• [EXERCISE TASK] How many lines in the material contain the string "blue"? Matching is case-sensitive, and the reply should be the number alone.

[Extracted data entries]

#####

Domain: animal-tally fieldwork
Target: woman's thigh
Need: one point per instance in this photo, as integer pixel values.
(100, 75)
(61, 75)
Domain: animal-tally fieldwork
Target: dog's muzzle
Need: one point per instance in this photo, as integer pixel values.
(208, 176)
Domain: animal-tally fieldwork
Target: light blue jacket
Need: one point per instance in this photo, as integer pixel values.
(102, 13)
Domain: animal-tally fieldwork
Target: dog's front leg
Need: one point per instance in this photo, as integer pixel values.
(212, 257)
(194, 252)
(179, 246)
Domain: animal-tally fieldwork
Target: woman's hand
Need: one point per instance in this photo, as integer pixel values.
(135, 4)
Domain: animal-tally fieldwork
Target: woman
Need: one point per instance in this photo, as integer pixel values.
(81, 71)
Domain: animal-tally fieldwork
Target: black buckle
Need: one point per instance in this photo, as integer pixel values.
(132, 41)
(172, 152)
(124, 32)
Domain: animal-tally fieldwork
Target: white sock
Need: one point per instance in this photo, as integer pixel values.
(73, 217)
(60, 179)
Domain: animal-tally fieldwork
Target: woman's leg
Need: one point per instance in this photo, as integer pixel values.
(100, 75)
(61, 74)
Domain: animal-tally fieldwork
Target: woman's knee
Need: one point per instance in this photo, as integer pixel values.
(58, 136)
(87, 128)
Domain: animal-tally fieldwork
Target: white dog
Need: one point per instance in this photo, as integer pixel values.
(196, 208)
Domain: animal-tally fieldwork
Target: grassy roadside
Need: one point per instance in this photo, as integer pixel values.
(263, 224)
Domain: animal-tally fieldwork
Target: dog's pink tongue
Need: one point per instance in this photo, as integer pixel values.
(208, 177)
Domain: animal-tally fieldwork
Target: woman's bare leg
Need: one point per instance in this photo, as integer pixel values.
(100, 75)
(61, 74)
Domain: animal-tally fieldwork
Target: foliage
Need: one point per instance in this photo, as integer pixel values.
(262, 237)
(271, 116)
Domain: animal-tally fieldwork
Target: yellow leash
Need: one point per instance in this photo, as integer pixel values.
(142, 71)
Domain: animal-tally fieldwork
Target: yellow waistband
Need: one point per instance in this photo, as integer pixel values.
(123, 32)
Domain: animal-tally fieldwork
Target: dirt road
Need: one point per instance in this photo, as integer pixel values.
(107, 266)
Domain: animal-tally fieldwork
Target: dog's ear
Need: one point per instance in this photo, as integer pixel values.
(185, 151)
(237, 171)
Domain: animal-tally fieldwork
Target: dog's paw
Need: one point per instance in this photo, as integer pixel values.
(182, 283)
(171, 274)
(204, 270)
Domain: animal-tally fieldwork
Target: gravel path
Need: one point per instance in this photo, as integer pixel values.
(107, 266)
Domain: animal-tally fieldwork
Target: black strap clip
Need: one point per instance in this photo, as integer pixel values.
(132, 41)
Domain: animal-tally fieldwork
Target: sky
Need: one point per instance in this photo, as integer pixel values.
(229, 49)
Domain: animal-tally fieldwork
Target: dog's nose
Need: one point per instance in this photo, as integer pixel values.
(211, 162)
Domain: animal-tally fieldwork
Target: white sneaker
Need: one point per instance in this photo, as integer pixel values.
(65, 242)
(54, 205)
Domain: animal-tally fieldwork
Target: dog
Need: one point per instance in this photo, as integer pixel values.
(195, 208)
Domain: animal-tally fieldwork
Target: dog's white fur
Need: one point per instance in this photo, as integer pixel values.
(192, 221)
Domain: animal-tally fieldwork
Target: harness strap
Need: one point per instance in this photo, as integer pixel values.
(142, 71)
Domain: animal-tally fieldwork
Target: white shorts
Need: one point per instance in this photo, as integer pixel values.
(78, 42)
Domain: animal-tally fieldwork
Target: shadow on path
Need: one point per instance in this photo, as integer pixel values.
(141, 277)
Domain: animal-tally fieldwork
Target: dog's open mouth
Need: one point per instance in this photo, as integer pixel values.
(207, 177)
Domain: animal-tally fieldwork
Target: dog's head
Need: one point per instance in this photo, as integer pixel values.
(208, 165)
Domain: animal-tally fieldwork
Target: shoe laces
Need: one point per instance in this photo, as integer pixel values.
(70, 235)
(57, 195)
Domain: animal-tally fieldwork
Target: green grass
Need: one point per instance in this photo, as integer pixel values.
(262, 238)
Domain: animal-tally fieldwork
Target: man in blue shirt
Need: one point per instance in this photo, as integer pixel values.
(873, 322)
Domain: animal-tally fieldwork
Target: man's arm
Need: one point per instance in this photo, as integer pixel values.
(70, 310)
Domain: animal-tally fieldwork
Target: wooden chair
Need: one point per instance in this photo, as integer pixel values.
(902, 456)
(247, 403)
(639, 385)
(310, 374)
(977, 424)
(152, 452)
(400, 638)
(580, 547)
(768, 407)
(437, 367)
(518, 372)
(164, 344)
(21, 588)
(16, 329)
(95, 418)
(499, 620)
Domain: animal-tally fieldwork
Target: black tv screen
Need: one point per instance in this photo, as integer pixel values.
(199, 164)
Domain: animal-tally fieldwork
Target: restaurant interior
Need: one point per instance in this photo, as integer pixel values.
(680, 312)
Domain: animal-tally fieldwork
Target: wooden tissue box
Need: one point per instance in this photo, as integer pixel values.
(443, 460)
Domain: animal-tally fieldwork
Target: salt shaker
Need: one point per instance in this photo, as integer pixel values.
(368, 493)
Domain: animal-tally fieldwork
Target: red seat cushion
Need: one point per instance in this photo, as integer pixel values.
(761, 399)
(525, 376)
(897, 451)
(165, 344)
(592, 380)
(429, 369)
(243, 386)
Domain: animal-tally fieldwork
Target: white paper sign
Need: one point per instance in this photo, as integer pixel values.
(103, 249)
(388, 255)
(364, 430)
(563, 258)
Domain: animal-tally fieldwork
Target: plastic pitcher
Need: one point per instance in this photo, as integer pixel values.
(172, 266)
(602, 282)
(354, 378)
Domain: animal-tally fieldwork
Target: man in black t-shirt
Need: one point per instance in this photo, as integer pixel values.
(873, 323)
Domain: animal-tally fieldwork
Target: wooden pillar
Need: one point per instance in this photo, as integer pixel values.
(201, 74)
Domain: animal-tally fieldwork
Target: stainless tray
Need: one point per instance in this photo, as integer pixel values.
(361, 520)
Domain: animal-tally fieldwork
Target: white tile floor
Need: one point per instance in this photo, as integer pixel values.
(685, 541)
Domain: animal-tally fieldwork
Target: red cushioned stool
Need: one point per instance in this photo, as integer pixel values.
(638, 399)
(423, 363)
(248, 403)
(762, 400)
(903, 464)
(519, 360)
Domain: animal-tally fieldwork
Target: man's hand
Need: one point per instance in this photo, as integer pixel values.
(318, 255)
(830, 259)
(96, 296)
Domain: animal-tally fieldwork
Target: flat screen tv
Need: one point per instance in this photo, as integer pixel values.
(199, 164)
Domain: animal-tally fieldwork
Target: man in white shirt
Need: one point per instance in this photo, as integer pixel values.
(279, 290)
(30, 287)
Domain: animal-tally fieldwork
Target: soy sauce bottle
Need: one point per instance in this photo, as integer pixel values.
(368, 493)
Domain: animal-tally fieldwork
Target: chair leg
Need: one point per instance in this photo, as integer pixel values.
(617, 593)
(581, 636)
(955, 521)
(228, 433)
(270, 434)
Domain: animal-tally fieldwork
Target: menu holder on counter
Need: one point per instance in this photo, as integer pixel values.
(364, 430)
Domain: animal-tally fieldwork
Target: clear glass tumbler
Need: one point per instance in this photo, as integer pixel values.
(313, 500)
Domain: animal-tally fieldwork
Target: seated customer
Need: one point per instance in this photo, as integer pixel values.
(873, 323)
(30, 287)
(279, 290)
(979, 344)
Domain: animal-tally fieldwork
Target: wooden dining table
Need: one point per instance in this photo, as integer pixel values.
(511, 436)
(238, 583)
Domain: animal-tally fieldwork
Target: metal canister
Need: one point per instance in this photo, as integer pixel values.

#####

• [FINAL RESULT] 2